=== Begin Enclosure ===
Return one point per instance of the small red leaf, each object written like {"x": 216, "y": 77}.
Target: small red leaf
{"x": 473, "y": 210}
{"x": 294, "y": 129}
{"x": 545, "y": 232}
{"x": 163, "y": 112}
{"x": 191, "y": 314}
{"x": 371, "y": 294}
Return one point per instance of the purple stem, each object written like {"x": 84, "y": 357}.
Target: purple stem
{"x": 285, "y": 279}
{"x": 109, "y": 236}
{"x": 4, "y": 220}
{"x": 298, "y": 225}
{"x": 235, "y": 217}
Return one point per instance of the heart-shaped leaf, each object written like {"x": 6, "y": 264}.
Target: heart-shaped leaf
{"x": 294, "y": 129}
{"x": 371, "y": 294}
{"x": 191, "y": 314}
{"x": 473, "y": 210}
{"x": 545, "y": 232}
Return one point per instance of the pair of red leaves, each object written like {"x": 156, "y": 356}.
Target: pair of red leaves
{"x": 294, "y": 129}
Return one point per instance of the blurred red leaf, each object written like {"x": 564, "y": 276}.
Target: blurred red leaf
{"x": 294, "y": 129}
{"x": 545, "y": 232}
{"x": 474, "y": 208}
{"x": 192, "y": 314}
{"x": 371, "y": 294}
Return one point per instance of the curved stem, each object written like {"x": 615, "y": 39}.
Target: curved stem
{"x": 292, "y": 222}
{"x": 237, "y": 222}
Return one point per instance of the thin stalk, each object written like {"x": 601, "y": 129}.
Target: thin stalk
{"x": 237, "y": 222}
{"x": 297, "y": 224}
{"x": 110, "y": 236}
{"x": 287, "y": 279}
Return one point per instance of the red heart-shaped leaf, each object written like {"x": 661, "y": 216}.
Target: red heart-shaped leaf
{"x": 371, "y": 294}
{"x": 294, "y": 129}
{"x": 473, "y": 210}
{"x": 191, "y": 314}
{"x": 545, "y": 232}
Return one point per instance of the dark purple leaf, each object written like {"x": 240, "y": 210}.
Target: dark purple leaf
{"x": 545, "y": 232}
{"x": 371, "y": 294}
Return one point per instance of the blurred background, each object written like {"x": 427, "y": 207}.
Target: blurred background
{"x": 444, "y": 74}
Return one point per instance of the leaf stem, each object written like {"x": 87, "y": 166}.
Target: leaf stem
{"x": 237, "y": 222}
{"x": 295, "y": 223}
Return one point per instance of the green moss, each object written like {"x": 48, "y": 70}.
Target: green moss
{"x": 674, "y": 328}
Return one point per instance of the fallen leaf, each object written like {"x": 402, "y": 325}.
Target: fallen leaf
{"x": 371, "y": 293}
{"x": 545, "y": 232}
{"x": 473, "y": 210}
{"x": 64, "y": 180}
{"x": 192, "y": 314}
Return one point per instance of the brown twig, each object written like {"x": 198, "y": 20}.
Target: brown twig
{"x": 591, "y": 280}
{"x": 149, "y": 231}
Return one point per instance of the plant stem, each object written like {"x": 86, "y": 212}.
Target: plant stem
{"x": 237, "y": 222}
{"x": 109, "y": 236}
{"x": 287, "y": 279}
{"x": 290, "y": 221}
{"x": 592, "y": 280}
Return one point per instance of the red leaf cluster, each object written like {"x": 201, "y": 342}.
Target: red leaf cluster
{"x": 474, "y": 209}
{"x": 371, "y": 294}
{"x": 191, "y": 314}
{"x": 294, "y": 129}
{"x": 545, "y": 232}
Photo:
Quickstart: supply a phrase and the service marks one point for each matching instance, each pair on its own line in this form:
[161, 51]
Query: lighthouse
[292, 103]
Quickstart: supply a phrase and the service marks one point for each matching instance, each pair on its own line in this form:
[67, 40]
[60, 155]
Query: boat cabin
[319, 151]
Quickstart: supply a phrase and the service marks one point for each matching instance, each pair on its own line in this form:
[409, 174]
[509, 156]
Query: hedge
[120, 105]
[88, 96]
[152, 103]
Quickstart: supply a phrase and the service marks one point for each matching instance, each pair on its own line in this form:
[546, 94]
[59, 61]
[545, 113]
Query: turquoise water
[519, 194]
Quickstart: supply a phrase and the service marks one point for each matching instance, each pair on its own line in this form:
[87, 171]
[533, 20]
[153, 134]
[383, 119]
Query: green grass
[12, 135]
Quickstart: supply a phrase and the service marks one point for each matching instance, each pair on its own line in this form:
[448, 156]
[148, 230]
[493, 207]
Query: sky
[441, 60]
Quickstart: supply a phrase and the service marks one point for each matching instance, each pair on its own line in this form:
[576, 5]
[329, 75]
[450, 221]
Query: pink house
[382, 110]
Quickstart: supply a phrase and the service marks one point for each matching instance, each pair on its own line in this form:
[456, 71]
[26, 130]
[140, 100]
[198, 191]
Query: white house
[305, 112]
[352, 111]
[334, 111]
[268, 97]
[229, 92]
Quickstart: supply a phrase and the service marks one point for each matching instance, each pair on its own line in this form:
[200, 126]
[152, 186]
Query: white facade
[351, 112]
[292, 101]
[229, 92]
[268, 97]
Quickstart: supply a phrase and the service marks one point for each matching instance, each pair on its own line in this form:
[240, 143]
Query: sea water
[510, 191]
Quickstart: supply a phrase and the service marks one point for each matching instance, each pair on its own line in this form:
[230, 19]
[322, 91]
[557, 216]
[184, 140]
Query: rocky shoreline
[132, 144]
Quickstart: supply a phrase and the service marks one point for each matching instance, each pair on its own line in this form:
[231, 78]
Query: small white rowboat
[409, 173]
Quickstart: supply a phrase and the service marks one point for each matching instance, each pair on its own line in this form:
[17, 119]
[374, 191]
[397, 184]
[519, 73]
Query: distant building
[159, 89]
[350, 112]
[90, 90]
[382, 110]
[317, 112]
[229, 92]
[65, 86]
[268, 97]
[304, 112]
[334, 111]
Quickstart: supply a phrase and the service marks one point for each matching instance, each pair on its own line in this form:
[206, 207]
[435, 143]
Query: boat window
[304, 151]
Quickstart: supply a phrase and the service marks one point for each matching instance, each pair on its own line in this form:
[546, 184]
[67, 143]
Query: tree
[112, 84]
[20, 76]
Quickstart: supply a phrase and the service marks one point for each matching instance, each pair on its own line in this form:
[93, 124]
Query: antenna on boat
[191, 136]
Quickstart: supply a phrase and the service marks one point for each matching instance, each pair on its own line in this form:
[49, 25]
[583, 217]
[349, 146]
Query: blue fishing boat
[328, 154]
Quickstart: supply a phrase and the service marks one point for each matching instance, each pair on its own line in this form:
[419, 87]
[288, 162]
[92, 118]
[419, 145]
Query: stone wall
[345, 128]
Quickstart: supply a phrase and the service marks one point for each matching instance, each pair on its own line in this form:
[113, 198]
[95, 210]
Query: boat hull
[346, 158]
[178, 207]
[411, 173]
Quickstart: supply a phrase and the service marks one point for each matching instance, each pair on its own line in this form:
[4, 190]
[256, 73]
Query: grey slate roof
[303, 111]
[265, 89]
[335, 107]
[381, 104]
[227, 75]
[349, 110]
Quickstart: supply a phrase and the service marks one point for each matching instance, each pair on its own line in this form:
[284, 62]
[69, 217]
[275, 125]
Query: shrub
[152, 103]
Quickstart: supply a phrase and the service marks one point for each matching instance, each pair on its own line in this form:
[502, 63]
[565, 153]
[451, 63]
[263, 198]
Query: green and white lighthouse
=== End Enclosure ===
What this task involves
Output each entry exactly. Leave none out.

Answer
Return one point per instance of the small red leaf, each object written like {"x": 216, "y": 77}.
Target: small red leaf
{"x": 473, "y": 210}
{"x": 294, "y": 129}
{"x": 545, "y": 232}
{"x": 163, "y": 112}
{"x": 191, "y": 314}
{"x": 371, "y": 294}
Return one point per instance of the purple stem, each object written like {"x": 84, "y": 357}.
Target: purple stem
{"x": 285, "y": 279}
{"x": 109, "y": 236}
{"x": 4, "y": 220}
{"x": 298, "y": 225}
{"x": 235, "y": 217}
Return one point per instance of the heart-shaped leaf, each object written like {"x": 6, "y": 264}.
Target: heart-shaped leaf
{"x": 294, "y": 129}
{"x": 371, "y": 294}
{"x": 191, "y": 314}
{"x": 473, "y": 210}
{"x": 545, "y": 232}
Return one point per instance of the pair of red leaves, each object written like {"x": 156, "y": 356}.
Target: pair of red leaves
{"x": 294, "y": 129}
Return one point per instance of the blurred red leaf, each object written like {"x": 564, "y": 276}.
Target: blurred red leaf
{"x": 294, "y": 129}
{"x": 545, "y": 232}
{"x": 474, "y": 208}
{"x": 192, "y": 314}
{"x": 371, "y": 294}
Return one point per instance of the curved stem, each object written like {"x": 615, "y": 39}.
Target: curved stem
{"x": 292, "y": 222}
{"x": 237, "y": 222}
Return one point per instance of the thin stalk, each object written like {"x": 601, "y": 129}.
Target: thin stalk
{"x": 237, "y": 222}
{"x": 297, "y": 224}
{"x": 110, "y": 236}
{"x": 287, "y": 279}
Return one point per instance of the red heart-shaped leaf, each object written like {"x": 661, "y": 216}.
Target: red heart-shaped leaf
{"x": 371, "y": 294}
{"x": 294, "y": 129}
{"x": 473, "y": 210}
{"x": 191, "y": 314}
{"x": 545, "y": 232}
Return one point per instance of the dark purple leaf, each object written like {"x": 240, "y": 210}.
Target: dark purple leaf
{"x": 545, "y": 232}
{"x": 371, "y": 294}
Return one point per instance of the blurred background, each object written like {"x": 427, "y": 207}.
Target: blurred background
{"x": 444, "y": 74}
Return one point per instance of the leaf stem, each object written like {"x": 87, "y": 166}.
Target: leaf stem
{"x": 237, "y": 222}
{"x": 295, "y": 223}
Return one point per instance of the green moss, each object written like {"x": 48, "y": 70}.
Target: green moss
{"x": 674, "y": 328}
Return one point per instance of the fallen leaf, each object written like {"x": 402, "y": 325}.
Target: fallen leaf
{"x": 371, "y": 293}
{"x": 545, "y": 232}
{"x": 473, "y": 210}
{"x": 64, "y": 180}
{"x": 192, "y": 314}
Return one point per instance of the brown twig, each object written like {"x": 198, "y": 20}.
Target: brown twig
{"x": 591, "y": 280}
{"x": 149, "y": 231}
Return one point per instance of the plant stem, each object written like {"x": 86, "y": 212}.
Target: plant stem
{"x": 237, "y": 222}
{"x": 109, "y": 236}
{"x": 287, "y": 279}
{"x": 290, "y": 221}
{"x": 592, "y": 280}
Return one point per instance of the red leaf cluster, each object written like {"x": 201, "y": 342}.
Target: red leaf cluster
{"x": 474, "y": 209}
{"x": 371, "y": 294}
{"x": 191, "y": 314}
{"x": 294, "y": 129}
{"x": 545, "y": 232}
Photo:
Quickstart: supply a phrase and the service marks one point for each matching instance, each pair on its own line in this form:
[161, 51]
Query: lighthouse
[292, 103]
Quickstart: supply a phrase and the service marks one point for each matching instance, each pair on its own line in this form:
[67, 40]
[60, 155]
Query: boat cabin
[319, 151]
Quickstart: supply a phrase and the service marks one point for each matching instance, each pair on its own line in this form:
[409, 174]
[509, 156]
Query: hedge
[120, 105]
[88, 96]
[152, 103]
Quickstart: supply a phrase and the service marks one point for each matching instance, each pair on its own line in this form:
[546, 94]
[59, 61]
[545, 113]
Query: turquoise water
[519, 194]
Quickstart: supply a phrase and the service marks one point for each matching instance, each pair on its own line in this form:
[87, 171]
[533, 20]
[153, 134]
[383, 119]
Query: green grass
[12, 135]
Quickstart: supply a phrase and the service marks one point for each matching instance, each pair on its own line in this form:
[448, 156]
[148, 230]
[493, 207]
Query: sky
[441, 60]
Quickstart: supply a phrase and the service marks one point for each matching instance, each pair on its own line in this form:
[576, 5]
[329, 75]
[450, 221]
Query: pink house
[382, 110]
Quickstart: supply a phrase and the service marks one point for each matching instance, each pair on its own line in this form:
[456, 71]
[26, 130]
[140, 100]
[198, 191]
Query: white house
[305, 112]
[352, 111]
[334, 111]
[268, 97]
[229, 92]
Quickstart: supply a phrase and the service marks one point for each matching instance, each pair on its own line in this form:
[200, 126]
[152, 186]
Query: white facade
[351, 112]
[292, 101]
[229, 92]
[268, 97]
Quickstart: supply a phrase and the service marks one point for each matching instance, each pair on its own line in this form:
[240, 143]
Query: sea water
[510, 191]
Quickstart: supply a phrase and the service marks one point for each matching instance, each pair on its own line in this form:
[230, 19]
[322, 91]
[557, 216]
[184, 140]
Query: rocky shoreline
[132, 144]
Quickstart: supply a phrase and the service marks one point for each matching instance, each pair on its own line in this form:
[231, 78]
Query: small white rowboat
[409, 173]
Quickstart: supply a phrase and the service marks one point for each matching instance, each pair on its own line in this form:
[17, 119]
[374, 191]
[397, 184]
[519, 73]
Query: distant building
[159, 89]
[350, 112]
[90, 90]
[382, 110]
[317, 112]
[229, 92]
[65, 86]
[268, 97]
[304, 112]
[334, 111]
Quickstart: supply a phrase and the service marks one point for each matching instance, each pair on its own line in this form:
[206, 207]
[435, 143]
Query: boat window
[304, 151]
Quickstart: supply a phrase and the service marks one point for each matching instance, each pair on its own line in this form:
[546, 184]
[67, 143]
Query: tree
[112, 84]
[20, 76]
Quickstart: supply a phrase and the service marks one point for each matching instance, each pair on its own line in this form:
[93, 124]
Query: antenna on boat
[191, 136]
Quickstart: supply a phrase and the service marks one point for each matching instance, each pair on its own line in this form:
[49, 25]
[583, 217]
[349, 146]
Query: blue fishing boat
[328, 154]
Quickstart: supply a phrase and the service marks one point for each matching instance, each pair on its own line in this form:
[419, 87]
[288, 162]
[92, 118]
[419, 145]
Query: stone wall
[345, 128]
Quickstart: supply a phrase and the service marks one point for each matching instance, each pair on its own line in this form:
[113, 198]
[95, 210]
Query: boat hull
[346, 158]
[178, 207]
[411, 173]
Quickstart: supply a phrase and the service marks one point for each matching instance, each pair on its own line in this form:
[4, 190]
[256, 73]
Query: grey slate roof
[303, 111]
[265, 89]
[335, 107]
[381, 104]
[227, 75]
[349, 110]
Quickstart: supply a phrase and the service marks one point for each matching instance, each pair on its own line in this form:
[284, 62]
[69, 217]
[275, 125]
Query: shrub
[152, 103]
Quickstart: supply a phrase and the service marks one point for each matching instance, each pair on its own line in this form:
[502, 63]
[565, 153]
[451, 63]
[263, 198]
Query: green and white lighthouse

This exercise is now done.